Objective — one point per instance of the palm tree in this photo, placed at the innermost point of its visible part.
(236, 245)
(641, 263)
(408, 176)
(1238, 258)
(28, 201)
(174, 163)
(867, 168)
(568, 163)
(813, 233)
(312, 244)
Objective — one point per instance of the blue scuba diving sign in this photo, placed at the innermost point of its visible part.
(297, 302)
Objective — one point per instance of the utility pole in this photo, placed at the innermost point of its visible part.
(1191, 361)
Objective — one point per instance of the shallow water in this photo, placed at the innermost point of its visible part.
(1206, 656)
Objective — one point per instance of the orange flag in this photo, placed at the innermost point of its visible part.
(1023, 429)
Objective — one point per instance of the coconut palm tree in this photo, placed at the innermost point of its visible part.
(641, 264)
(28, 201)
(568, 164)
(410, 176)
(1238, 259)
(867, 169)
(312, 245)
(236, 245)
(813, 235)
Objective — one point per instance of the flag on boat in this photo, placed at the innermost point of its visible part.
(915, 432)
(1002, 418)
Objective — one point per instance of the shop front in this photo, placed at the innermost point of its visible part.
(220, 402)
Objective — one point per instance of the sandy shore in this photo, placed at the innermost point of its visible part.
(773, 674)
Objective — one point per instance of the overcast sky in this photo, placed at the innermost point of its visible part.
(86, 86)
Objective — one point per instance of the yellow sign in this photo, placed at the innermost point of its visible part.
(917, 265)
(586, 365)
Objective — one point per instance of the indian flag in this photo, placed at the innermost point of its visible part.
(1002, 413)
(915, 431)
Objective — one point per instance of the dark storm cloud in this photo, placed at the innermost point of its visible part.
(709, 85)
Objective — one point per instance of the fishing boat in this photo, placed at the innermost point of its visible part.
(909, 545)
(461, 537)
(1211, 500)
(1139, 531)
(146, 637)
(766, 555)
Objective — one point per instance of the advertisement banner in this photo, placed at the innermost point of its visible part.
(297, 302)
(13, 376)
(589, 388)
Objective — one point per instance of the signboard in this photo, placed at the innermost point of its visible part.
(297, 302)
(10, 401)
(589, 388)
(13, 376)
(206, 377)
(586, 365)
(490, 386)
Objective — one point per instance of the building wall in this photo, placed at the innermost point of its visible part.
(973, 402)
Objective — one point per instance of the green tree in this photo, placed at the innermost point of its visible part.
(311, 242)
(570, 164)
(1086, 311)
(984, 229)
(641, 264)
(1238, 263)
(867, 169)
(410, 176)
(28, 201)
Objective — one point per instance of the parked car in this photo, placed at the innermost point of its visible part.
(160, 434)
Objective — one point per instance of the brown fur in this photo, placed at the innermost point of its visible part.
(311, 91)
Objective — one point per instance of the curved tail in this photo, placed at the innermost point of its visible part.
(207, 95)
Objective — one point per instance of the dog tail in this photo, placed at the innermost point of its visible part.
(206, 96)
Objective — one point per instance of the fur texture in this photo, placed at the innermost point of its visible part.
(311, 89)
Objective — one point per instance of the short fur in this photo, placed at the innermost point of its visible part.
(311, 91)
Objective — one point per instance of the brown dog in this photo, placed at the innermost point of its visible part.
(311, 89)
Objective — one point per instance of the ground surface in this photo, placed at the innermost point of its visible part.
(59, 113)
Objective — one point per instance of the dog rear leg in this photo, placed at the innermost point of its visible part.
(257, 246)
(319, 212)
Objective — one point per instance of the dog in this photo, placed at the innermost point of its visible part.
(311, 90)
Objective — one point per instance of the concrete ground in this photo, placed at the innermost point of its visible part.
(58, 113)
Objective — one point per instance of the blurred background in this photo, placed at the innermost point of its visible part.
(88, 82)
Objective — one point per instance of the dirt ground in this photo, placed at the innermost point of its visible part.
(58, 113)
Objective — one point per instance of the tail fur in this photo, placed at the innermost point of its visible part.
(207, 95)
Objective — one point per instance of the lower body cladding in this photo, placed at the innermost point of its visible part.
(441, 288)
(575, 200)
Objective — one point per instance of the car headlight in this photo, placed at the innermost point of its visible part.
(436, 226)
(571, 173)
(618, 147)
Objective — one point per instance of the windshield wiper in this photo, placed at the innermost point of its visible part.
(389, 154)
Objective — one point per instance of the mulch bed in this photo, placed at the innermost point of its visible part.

#### [WHAT IS EXPECTED]
Retype the whole listing above, line for line and exactly.

#### [FINISHED EXERCISE]
Objective — one point per instance of the palm tree in this photo, placed at the innermost point of its visible part.
(236, 245)
(641, 263)
(408, 176)
(1238, 258)
(28, 201)
(174, 163)
(867, 168)
(568, 163)
(813, 233)
(312, 244)
Objective — one point per instance of the blue scuba diving sign in this photo, placed at the innermost point of its visible part.
(297, 302)
Objective — one point per instance of the utility pole in this photo, placed at the innermost point of its visible part.
(1191, 361)
Objective — one point per instance of the shallow water in this photo, placed at the innermost point of its visible part.
(1206, 656)
Objective — one point per instance of the orange flag in this photo, placed at the innermost point of its visible part.
(1023, 429)
Objective — one point per instance of the coconut palm tree in this photo, placed at the innermost point of its visible part.
(641, 264)
(28, 201)
(568, 164)
(410, 176)
(1238, 259)
(867, 169)
(312, 245)
(236, 245)
(813, 235)
Objective — one point per instance of the flag on boat in this photo, placed at the innermost point of its visible part.
(915, 432)
(1002, 418)
Objective — one point per instance of the shop front in this photo, placed at the innermost point of its visible part.
(220, 402)
Objective — one point per instance of the sandy shore in this photo, placed at the innermost point of its visible part.
(773, 674)
Objective — one point per instance of the overcast sky in this photo, placed at the innermost point of its visible part.
(86, 86)
Objective — one point per instance of the yellow sign in this photo, placed at the innermost point of its visible part.
(917, 265)
(586, 365)
Objective — one point per instance of the indian flag in this photo, placed at the innermost point of its visible part.
(1002, 413)
(915, 431)
Objective — one point per instance of the dark storm cloud in this photo, placed at the innermost point of its visible part.
(709, 85)
Objective — one point per instance of the fishing boat in this photo, placed at the innermost point of its visible part.
(909, 545)
(461, 537)
(1211, 500)
(1139, 531)
(146, 637)
(766, 555)
Objective — one point per instance of the advertisement banner in this photo, placed at the innermost point of its visible part.
(297, 302)
(13, 376)
(589, 388)
Objective — one point per instance of the signboard in this photo, placed at the innermost point of its visible part.
(297, 302)
(10, 401)
(589, 388)
(13, 376)
(206, 377)
(586, 365)
(490, 386)
Objective — one point per instance of the building wall in this photo, placed at the innermost point of its visible part.
(973, 402)
Objective — one point per instance of the green tree in this photo, placed at the innermost point of its visible part.
(311, 242)
(570, 164)
(1086, 311)
(984, 229)
(641, 264)
(1238, 263)
(867, 169)
(410, 176)
(28, 201)
Objective — one point per instance of the parked car in this photo, placed at the innermost point of its visible part.
(160, 434)
Objective — one point per instance of the brown fur in this photo, placed at the innermost point of its visible part.
(311, 91)
Objective — one point per instance of the curved tail in this photo, placed at the innermost point of its visible part.
(207, 95)
Objective — one point per instance of the dog tail in this photo, placed at the innermost point of its visible part.
(206, 96)
Objective — one point per instance of the fur texture in this photo, placed at the innermost point of its visible part.
(311, 89)
Objective — one point per instance of the short fur in this photo, placed at the innermost point of its visible part.
(311, 91)
Objective — one point per instance of the brown dog in this photo, placed at the innermost point of its visible part.
(311, 89)
Objective — one point per instance of the ground surface in this photo, placed at the innermost point of its visible part.
(59, 113)
Objective — one point per instance of the dog rear leg in this photo, placed at the innermost point of its visible part.
(257, 246)
(319, 212)
Objective — one point per instance of the dog in this photo, placed at the innermost point of its visible part.
(311, 90)
Objective — one point per instance of the concrete ground in this photo, placed at the innermost point of its visible part.
(58, 113)
Objective — one point per instance of the blurred background in this photo, placed at the innermost point of its visible part.
(88, 82)
Objective — one point per instance of the dirt ground in this photo, placed at the innermost point of its visible part.
(58, 113)
Objective — one point per instance of the tail fur in this photo, placed at the innermost point of its visible part.
(207, 95)
Objective — one point per instance of the lower body cladding in this photo, placed at the innermost point of its visible part.
(441, 288)
(575, 200)
Objective — one point per instance of the car headlight in this photo, placed at the innermost point of its visible part.
(436, 226)
(571, 173)
(618, 147)
Objective — one point per instance of the windshield wiper in this photo, placed at the innermost point of its visible part.
(389, 154)
Objective — one point per instance of the mulch bed in this photo, placed at the innermost point of its visible part.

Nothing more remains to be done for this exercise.